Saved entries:
--------------------

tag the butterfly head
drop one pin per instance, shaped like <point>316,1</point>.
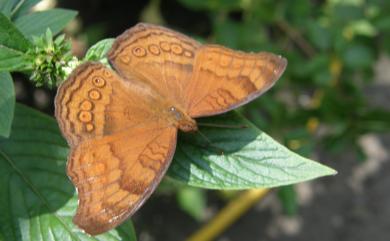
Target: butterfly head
<point>183,121</point>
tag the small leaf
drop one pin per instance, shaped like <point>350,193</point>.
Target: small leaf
<point>24,7</point>
<point>10,36</point>
<point>192,201</point>
<point>37,199</point>
<point>12,60</point>
<point>7,103</point>
<point>6,7</point>
<point>98,52</point>
<point>288,197</point>
<point>55,19</point>
<point>239,158</point>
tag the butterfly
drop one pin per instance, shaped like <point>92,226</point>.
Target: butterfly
<point>121,124</point>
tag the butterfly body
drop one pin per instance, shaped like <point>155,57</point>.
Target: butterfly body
<point>122,124</point>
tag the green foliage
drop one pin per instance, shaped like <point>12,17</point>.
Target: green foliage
<point>37,199</point>
<point>239,158</point>
<point>331,46</point>
<point>55,20</point>
<point>27,45</point>
<point>288,198</point>
<point>7,103</point>
<point>50,60</point>
<point>193,201</point>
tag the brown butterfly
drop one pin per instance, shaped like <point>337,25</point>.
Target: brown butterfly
<point>122,125</point>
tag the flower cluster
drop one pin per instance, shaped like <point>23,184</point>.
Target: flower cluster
<point>51,60</point>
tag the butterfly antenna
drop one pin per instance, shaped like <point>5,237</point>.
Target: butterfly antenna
<point>210,143</point>
<point>223,125</point>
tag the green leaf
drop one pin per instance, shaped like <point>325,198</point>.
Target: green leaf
<point>37,199</point>
<point>98,52</point>
<point>192,201</point>
<point>12,60</point>
<point>6,6</point>
<point>358,56</point>
<point>288,197</point>
<point>24,6</point>
<point>55,19</point>
<point>239,158</point>
<point>7,103</point>
<point>10,36</point>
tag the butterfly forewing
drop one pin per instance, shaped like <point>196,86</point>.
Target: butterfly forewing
<point>121,146</point>
<point>158,56</point>
<point>224,79</point>
<point>122,125</point>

--------------------

--- Work request ---
An exact copy of the entries above, with no pictures, is the required answer.

--- Your response ---
tag the butterfly head
drop one pin per instance, shaped like <point>316,1</point>.
Target: butterfly head
<point>183,121</point>
tag the small leaf
drop one pin per instance, shaped like <point>350,193</point>.
Target: small leaf
<point>24,7</point>
<point>10,36</point>
<point>192,201</point>
<point>37,199</point>
<point>12,60</point>
<point>7,103</point>
<point>6,7</point>
<point>98,52</point>
<point>288,197</point>
<point>55,19</point>
<point>239,158</point>
tag the butterfly
drop one pin per instance, shaped like <point>92,226</point>.
Target: butterfly
<point>121,124</point>
tag the butterfly body
drop one pin per instance, shaped like <point>155,57</point>.
Target: butterfly body
<point>122,124</point>
tag the green foliage
drop one pin per instance, shaped like <point>12,17</point>.
Target: green foliage
<point>37,199</point>
<point>239,158</point>
<point>331,46</point>
<point>55,20</point>
<point>27,45</point>
<point>288,198</point>
<point>7,103</point>
<point>50,60</point>
<point>193,201</point>
tag the brown butterfly
drop one pin per instance, shaped like <point>337,25</point>.
Target: brown butterfly
<point>122,125</point>
tag the flower cluster
drop one pin per instance, shaped like <point>23,184</point>.
Target: flower cluster
<point>51,60</point>
tag the butterfly antenna
drop one pin per instance, shaped like <point>5,237</point>.
Target: butterfly antenna
<point>210,143</point>
<point>223,125</point>
tag the green leaf
drop one pin per instance, shaped like <point>325,198</point>.
Target: green leaf
<point>37,199</point>
<point>98,52</point>
<point>192,201</point>
<point>12,60</point>
<point>6,6</point>
<point>358,56</point>
<point>288,197</point>
<point>24,6</point>
<point>55,19</point>
<point>239,158</point>
<point>7,103</point>
<point>10,36</point>
tag the butterfly forewing
drop one pin per instance, shaped like <point>196,86</point>.
Target: butterfly forewing
<point>121,146</point>
<point>158,56</point>
<point>224,79</point>
<point>122,125</point>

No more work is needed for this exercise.